═════ 抽出テキスト ═════

天皇杯準々決勝。ザスパ草津の旅は長崎で終幕。

SH772004-12-21

●第84回天皇杯全日本サッカー選手権 準々決勝 12月19日(日)
ザスパ草津 0−3 東京ヴェルディ1969(13:00KICK OFF/長崎) 
得点者
2分:林健太郎(東京V)
35分:李康珍(東京V)
56分:平本一樹(東京V)

Jリーグチャンピオン相手に9人で勝利して一躍、通常のニュース枠でもとりあげられるなど注目を集めたザスパ草津天皇杯準々決勝は東京ヴェルデイ1969と長崎で対戦。J's GOALのレポートの注目部分に、ザスパ草津サポとしての書きこみを加えた形でアップ。
http://www.jsgoal.jp/club/2004-12/00014741.html

妥当な結果だったと言えるだろう。5回戦で王者横浜FMを相手に大番狂わせを演じた草津の3回目のJ1へのアタックは0−3と完敗で幕を閉じた。
ザスパ草津東京ヴェルディ1969の戦った準々決勝は各々ベストの布陣を組めたわけではないが、リーグでは見られない真剣勝負、正当な実力を測るのに不足ない試合だった。

東京ヴェルデイは日本代表の三浦淳を始めウーゴ、ウベタの両外国人を欠き、平野や森本を負傷で出せない状態。ザスパ草津も前試合で中心選手のMF山口貴之とDF籾谷真弘が出場停止になっており、布陣変更を余儀なくされた。この試合のメンバーと先発フォーメーションは以下の通り。BGMはおなじみ草津節で。

ザスパ草津スターティングメンバー
GK:22小島伸幸
DF:17小川雅己・3小田島隆幸・4依田光正・18寺田武史
MF:6鳥居塚伸人・8小久保純・15山崎渡・16堺陽二
FW:13宮川大輔・27吉本淳
サブ
GK:1北一真 DF:7佐田聡太郎・29セレゾ モラエス 
FW:14佐藤正美・34酒井良
●フォーメーション(4−4−2)
−−宮川−−吉本−−:佐藤・酒井
−山崎−−−−−堺−:
−−鳥居塚−小久保−:
寺田−−−−−−依田:佐田
−−小川−小田島−−:セレゾモラエス
−−−−小島−−−−:北

JFL後期にも度々みられた4−4−2の布陣だが、山口不在では、やはりカウンター勝負となるだろう、と思われた。実質MFは先発の3名のみ、でサブも含めてFWは5名という構成に。これに関しては試合後のインタビューで植木繁晴監督が質問に答えている。

═════ 表示資料 ═════

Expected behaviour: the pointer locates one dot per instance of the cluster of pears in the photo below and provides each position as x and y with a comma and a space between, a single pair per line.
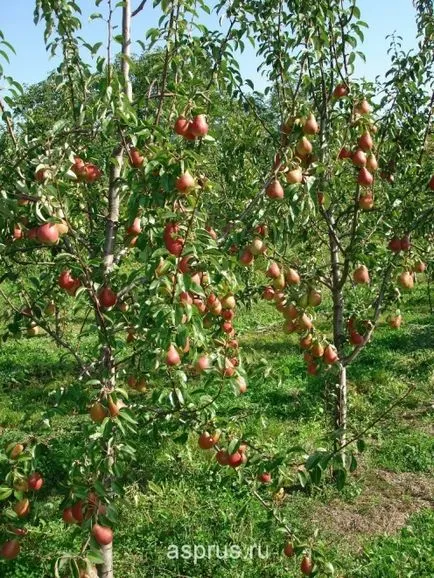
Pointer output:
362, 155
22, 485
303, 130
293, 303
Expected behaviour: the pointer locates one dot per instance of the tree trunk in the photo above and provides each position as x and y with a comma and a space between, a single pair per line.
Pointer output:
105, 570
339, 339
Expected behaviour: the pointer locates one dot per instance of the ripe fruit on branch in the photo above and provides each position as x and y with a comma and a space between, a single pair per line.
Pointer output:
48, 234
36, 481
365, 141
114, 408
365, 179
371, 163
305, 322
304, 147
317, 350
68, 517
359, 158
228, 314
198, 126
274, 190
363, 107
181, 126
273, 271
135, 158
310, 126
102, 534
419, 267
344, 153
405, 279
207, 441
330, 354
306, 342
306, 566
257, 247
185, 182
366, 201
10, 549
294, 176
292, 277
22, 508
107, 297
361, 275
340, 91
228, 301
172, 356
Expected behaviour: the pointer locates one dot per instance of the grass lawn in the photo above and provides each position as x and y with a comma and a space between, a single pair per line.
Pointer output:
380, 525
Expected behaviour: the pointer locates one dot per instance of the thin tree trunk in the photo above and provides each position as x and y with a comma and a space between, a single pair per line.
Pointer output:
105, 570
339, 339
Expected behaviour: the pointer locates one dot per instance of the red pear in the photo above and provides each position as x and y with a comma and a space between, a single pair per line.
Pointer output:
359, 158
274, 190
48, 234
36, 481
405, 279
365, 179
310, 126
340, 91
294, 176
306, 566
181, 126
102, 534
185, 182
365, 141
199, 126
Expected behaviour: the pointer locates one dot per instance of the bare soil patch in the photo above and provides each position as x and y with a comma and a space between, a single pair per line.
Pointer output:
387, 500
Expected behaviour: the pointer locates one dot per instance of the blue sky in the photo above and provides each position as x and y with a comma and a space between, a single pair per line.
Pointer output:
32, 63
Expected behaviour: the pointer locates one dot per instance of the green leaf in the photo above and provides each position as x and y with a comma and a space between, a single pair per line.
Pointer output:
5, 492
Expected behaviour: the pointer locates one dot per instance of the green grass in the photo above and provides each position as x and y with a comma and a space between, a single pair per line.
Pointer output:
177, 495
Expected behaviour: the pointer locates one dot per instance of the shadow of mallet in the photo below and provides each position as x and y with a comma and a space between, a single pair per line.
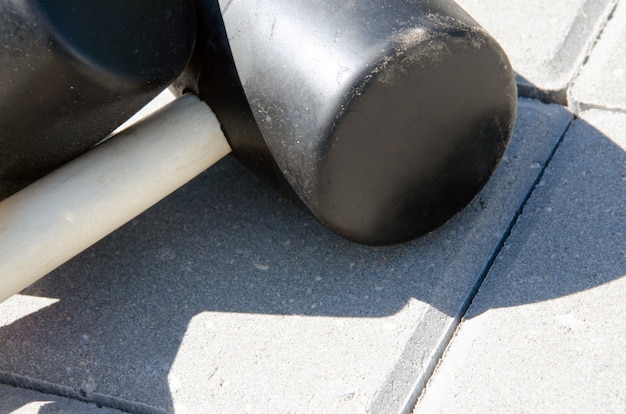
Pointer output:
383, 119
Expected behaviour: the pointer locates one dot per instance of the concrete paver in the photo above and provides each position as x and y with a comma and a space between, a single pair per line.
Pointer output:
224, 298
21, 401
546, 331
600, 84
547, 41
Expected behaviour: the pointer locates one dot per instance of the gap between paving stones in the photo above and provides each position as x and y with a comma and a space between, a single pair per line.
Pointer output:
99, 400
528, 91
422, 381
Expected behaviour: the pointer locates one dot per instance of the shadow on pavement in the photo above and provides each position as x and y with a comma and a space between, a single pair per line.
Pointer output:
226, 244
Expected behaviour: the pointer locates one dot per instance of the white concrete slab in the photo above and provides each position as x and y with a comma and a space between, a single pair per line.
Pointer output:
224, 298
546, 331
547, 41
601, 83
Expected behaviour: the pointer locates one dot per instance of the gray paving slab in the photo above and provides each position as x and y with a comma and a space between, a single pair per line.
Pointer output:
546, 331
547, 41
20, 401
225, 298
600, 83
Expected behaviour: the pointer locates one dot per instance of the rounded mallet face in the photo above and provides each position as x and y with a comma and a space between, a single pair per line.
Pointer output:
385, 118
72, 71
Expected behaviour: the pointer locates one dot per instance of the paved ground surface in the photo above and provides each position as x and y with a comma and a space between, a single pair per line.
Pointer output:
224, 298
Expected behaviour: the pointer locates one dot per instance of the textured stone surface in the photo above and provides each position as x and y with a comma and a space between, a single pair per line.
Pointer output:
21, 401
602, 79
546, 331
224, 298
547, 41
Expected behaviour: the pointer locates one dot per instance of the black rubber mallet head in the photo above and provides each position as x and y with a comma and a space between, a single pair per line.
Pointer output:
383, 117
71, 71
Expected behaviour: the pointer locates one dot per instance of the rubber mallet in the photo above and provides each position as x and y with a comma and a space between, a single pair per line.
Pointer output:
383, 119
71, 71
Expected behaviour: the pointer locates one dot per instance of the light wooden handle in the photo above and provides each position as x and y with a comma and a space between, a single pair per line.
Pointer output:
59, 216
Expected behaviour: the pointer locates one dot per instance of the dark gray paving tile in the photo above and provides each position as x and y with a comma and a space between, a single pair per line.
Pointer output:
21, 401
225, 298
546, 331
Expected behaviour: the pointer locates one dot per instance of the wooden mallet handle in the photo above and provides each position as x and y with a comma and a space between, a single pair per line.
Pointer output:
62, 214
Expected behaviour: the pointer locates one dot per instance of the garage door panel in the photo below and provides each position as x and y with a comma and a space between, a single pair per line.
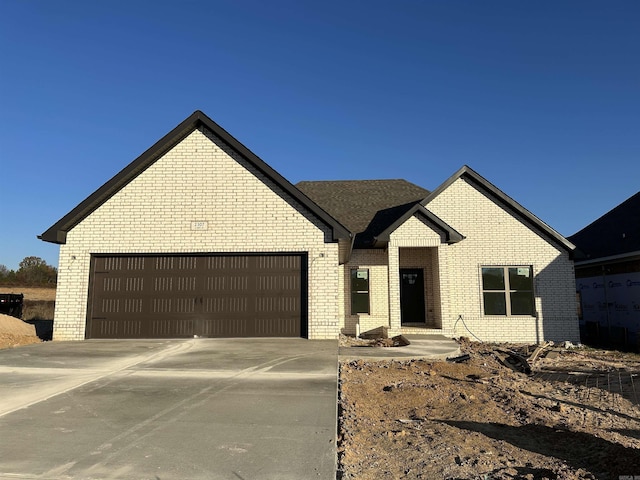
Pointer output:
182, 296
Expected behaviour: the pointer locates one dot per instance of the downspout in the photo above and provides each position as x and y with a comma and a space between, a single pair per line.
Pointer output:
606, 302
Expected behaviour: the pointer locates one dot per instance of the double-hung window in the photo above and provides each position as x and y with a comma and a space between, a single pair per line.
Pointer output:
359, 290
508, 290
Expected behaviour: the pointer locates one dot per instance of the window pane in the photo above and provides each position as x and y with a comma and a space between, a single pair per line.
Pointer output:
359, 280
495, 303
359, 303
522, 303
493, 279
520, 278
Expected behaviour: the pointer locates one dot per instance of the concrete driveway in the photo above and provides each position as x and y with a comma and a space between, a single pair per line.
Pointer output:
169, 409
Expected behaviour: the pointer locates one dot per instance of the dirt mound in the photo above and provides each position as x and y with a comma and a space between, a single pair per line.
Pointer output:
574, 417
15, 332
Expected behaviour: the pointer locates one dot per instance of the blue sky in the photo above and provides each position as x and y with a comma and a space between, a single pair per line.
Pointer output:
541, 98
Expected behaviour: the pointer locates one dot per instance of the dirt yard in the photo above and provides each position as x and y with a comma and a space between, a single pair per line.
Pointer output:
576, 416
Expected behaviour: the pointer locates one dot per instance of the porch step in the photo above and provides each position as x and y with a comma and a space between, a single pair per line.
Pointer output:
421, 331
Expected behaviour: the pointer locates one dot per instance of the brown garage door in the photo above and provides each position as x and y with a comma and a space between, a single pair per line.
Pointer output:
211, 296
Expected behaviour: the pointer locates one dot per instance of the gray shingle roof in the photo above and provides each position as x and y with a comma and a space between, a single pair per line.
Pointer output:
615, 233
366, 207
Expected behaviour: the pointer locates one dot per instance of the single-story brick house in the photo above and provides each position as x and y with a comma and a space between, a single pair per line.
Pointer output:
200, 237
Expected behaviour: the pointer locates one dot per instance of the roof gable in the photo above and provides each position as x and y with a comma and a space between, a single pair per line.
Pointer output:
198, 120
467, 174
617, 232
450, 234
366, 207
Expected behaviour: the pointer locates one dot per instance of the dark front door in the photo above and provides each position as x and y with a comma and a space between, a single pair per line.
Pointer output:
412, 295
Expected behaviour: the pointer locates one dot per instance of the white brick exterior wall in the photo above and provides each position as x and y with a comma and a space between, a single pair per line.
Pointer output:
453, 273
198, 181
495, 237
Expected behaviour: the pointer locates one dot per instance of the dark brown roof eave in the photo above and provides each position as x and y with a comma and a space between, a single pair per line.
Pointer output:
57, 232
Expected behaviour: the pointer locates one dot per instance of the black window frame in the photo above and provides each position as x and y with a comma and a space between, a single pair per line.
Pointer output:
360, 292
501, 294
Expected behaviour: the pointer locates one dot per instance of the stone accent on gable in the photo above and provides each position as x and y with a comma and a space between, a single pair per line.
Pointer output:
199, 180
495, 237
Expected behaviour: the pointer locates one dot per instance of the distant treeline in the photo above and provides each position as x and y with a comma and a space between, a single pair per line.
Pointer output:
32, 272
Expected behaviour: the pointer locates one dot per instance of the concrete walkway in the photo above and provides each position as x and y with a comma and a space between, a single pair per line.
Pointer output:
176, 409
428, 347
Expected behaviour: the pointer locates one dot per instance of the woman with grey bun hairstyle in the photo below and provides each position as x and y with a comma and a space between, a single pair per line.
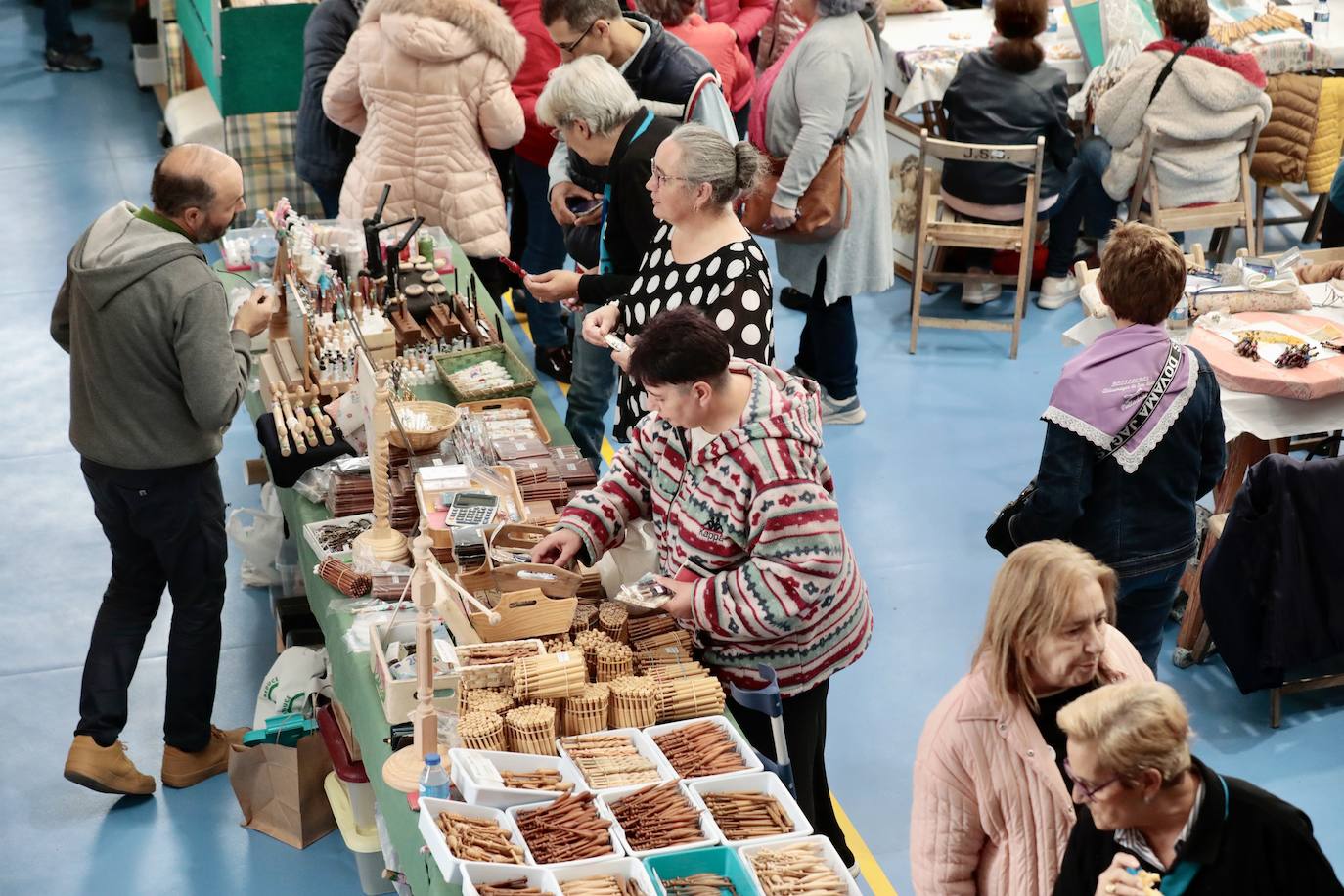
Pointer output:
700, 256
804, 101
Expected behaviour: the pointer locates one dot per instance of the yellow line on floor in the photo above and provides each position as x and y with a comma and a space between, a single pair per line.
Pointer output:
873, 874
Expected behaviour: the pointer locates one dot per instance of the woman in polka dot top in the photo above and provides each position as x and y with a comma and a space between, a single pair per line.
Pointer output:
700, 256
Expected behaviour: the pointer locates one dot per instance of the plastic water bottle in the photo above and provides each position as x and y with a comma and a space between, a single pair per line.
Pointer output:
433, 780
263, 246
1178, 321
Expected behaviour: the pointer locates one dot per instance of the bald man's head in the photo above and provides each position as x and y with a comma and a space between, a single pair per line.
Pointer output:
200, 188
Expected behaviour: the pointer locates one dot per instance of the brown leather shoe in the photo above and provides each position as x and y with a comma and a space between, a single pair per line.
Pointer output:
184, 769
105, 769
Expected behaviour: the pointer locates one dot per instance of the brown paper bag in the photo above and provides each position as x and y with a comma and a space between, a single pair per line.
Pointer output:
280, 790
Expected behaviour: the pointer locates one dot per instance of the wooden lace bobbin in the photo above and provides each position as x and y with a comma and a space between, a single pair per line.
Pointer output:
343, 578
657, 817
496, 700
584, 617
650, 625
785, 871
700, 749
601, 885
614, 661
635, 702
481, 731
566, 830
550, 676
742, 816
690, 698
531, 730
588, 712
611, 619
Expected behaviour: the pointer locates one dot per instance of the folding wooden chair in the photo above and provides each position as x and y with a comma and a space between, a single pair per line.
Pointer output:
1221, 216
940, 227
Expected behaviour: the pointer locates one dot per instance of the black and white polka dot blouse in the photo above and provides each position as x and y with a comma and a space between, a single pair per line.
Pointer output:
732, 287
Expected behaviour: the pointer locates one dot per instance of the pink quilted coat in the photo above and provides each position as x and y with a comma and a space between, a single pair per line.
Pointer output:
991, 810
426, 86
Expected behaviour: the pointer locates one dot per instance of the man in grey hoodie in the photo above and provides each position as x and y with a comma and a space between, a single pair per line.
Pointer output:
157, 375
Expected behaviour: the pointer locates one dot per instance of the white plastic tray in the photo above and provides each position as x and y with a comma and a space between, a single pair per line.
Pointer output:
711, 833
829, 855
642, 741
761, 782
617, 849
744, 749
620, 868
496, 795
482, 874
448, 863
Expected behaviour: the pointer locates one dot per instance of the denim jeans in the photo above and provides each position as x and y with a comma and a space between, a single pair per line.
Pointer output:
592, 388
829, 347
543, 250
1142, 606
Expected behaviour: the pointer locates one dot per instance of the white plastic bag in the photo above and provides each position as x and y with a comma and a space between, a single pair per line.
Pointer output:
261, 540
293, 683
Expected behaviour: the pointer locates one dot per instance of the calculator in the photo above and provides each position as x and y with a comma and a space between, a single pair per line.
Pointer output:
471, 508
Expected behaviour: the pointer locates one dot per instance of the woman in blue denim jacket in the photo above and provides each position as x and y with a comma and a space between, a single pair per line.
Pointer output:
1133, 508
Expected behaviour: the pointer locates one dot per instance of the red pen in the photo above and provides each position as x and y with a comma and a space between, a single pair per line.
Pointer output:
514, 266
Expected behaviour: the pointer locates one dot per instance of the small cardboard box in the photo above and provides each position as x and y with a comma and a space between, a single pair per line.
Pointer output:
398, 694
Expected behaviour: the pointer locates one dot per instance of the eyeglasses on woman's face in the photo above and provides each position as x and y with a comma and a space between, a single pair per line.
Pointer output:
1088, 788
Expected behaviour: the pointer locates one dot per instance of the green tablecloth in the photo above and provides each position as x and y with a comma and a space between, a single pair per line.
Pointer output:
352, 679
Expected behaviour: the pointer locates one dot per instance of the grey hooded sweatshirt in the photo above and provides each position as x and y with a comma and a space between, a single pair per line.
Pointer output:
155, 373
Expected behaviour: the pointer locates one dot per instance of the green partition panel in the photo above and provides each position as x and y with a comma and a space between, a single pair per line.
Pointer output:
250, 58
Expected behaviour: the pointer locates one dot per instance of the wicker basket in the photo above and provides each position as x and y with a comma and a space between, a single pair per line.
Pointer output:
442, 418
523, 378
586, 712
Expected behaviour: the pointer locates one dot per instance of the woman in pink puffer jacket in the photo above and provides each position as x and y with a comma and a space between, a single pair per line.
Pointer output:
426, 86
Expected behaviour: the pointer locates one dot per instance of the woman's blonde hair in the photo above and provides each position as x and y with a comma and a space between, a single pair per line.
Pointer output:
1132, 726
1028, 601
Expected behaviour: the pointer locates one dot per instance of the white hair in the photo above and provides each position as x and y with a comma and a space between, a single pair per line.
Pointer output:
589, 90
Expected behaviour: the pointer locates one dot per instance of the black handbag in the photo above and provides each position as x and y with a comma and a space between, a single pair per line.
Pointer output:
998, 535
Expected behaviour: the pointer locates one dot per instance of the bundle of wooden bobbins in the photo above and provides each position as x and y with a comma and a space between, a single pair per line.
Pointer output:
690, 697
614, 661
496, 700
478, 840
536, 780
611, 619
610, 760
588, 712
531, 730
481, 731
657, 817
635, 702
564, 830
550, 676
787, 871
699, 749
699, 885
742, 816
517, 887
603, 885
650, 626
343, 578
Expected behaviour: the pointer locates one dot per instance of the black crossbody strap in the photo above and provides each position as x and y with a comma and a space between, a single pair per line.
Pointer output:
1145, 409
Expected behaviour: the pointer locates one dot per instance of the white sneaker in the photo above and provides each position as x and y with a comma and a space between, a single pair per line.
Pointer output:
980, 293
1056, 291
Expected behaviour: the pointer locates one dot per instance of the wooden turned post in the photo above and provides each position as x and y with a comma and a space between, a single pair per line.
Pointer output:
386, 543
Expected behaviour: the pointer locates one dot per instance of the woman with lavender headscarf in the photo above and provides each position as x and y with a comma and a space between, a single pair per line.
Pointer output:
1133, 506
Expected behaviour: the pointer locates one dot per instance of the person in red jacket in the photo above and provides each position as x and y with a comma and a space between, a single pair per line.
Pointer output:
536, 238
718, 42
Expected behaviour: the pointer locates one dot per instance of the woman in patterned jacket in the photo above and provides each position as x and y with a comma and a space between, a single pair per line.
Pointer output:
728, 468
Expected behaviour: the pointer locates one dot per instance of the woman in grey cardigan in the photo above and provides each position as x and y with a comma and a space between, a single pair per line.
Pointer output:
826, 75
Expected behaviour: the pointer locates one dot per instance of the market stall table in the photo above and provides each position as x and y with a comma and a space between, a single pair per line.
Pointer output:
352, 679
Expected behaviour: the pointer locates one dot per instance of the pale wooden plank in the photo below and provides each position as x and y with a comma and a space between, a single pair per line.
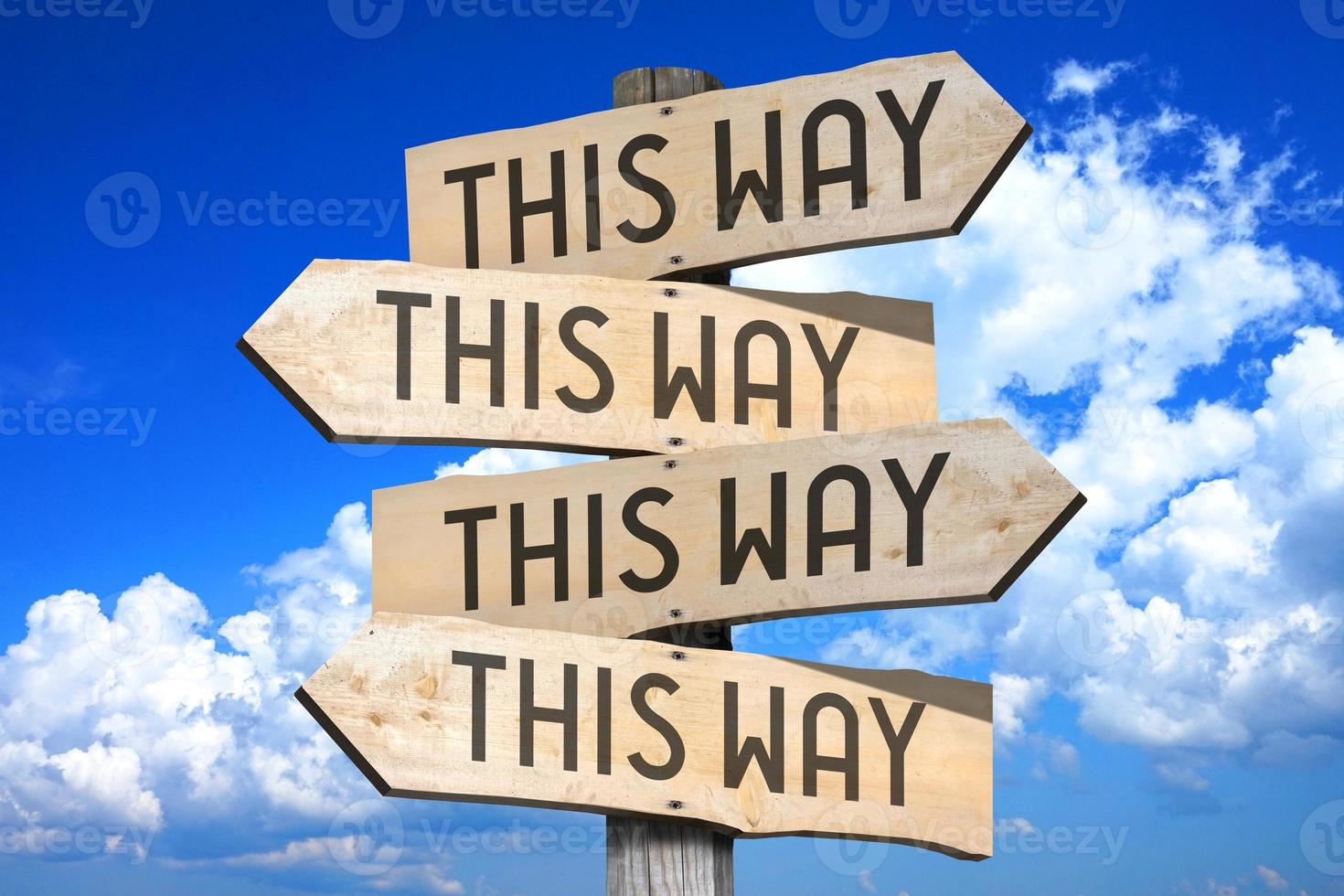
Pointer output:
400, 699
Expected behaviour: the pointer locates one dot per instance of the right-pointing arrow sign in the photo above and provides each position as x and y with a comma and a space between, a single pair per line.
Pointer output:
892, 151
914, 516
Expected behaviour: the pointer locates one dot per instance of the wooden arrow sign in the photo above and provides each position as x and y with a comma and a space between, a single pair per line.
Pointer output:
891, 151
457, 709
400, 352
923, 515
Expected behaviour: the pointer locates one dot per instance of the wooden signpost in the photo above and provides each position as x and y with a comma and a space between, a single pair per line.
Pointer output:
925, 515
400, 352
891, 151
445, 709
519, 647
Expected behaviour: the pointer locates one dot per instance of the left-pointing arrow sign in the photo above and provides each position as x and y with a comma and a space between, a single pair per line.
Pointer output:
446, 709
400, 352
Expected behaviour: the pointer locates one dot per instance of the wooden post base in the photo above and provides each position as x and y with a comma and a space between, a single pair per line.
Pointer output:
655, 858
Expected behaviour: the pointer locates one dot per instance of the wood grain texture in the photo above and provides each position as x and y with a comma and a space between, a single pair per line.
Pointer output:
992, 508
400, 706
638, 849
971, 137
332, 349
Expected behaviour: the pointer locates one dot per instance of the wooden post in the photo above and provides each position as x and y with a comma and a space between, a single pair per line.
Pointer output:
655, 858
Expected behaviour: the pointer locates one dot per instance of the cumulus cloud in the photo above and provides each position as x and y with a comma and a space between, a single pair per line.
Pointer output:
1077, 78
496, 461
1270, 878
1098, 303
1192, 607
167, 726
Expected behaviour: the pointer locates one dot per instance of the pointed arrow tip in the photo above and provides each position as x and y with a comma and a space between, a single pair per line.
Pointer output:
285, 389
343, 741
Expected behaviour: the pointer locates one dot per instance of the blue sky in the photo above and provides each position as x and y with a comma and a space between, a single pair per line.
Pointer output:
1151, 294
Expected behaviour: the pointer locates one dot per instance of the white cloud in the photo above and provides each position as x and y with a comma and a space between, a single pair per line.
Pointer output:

═════

> [必須タスク]
a: 天皇杯準々決勝の記事に載っている得点者を、得点時間とともにすべて挙げてください。
b: 天皇杯準々決勝の記事のうち、「SH772004-12-21」で始まり「は0−3と完敗で幕を閉じた。」で終わるまでの部分を、一字一句違えずに打ち直してください。

> [タスク別解答]
a:
2分:林健太郎(東京V)
35分:李康珍(東京V)
56分:平本一樹(東京V)

b:
SH772004-12-21

●第84回天皇杯全日本サッカー選手権 準々決勝 12月19日(日)
ザスパ草津 0−3 東京ヴェルディ1969(13:00KICK OFF/長崎) 
得点者
2分:林健太郎(東京V)
35分:李康珍(東京V)
56分:平本一樹(東京V)

Jリーグチャンピオン相手に9人で勝利して一躍、通常のニュース枠でもとりあげられるなど注目を集めたザスパ草津天皇杯準々決勝は東京ヴェルデイ1969と長崎で対戦。J's GOALのレポートの注目部分に、ザスパ草津サポとしての書きこみを加えた形でアップ。
http://www.jsgoal.jp/club/2004-12/00014741.html

妥当な結果だったと言えるだろう。5回戦で王者横浜FMを相手に大番狂わせを演じた草津の3回目のJ1へのアタックは0−3と完敗で幕を閉じた。